**THE TASK**
Copy out the listing below word for word, every line of it, but leave out the picture.

**INFORMATION GIVEN**
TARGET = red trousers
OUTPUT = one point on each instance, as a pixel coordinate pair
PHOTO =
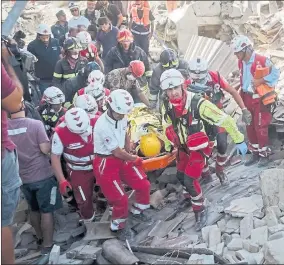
(82, 182)
(257, 131)
(110, 172)
(189, 169)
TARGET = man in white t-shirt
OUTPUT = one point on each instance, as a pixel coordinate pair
(113, 163)
(77, 20)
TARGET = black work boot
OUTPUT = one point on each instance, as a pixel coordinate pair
(252, 160)
(263, 161)
(222, 176)
(201, 219)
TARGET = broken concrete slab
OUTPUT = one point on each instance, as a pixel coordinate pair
(235, 244)
(98, 230)
(162, 228)
(201, 259)
(272, 187)
(243, 206)
(84, 252)
(276, 228)
(270, 217)
(259, 235)
(54, 255)
(246, 225)
(214, 237)
(258, 222)
(250, 246)
(273, 251)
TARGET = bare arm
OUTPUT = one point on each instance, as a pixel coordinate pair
(56, 165)
(45, 148)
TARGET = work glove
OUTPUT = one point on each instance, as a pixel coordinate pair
(242, 148)
(246, 117)
(63, 185)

**RESPONSE TO THIS EXERCISE**
TARGET = red trousers
OUTPUT = one point on each instance, as a pixel coordinate pair
PHOTO =
(82, 182)
(257, 131)
(110, 172)
(189, 169)
TARGET = man in white t-shirt
OUTPUT = one point on each instance, as a pixel coordinate pair
(113, 163)
(77, 20)
TARGET = black work boot
OUTPUT = one point on each instance, as a pixel coordinate pair
(252, 160)
(263, 161)
(222, 176)
(201, 219)
TARGET = broken concrete slab
OUTPUT = one point on each instance, as a pixel coordinate pair
(235, 244)
(98, 230)
(162, 228)
(201, 259)
(272, 187)
(243, 206)
(84, 252)
(276, 228)
(270, 217)
(259, 235)
(54, 255)
(246, 225)
(214, 237)
(258, 222)
(250, 246)
(273, 251)
TARGET = bare arm
OUTPUT = one point on each instance, as a pixel coordinate pair
(56, 165)
(45, 148)
TARGET = work glove
OUTPUT = one point on each instance, as a pixel coordinate pair
(242, 148)
(246, 117)
(63, 185)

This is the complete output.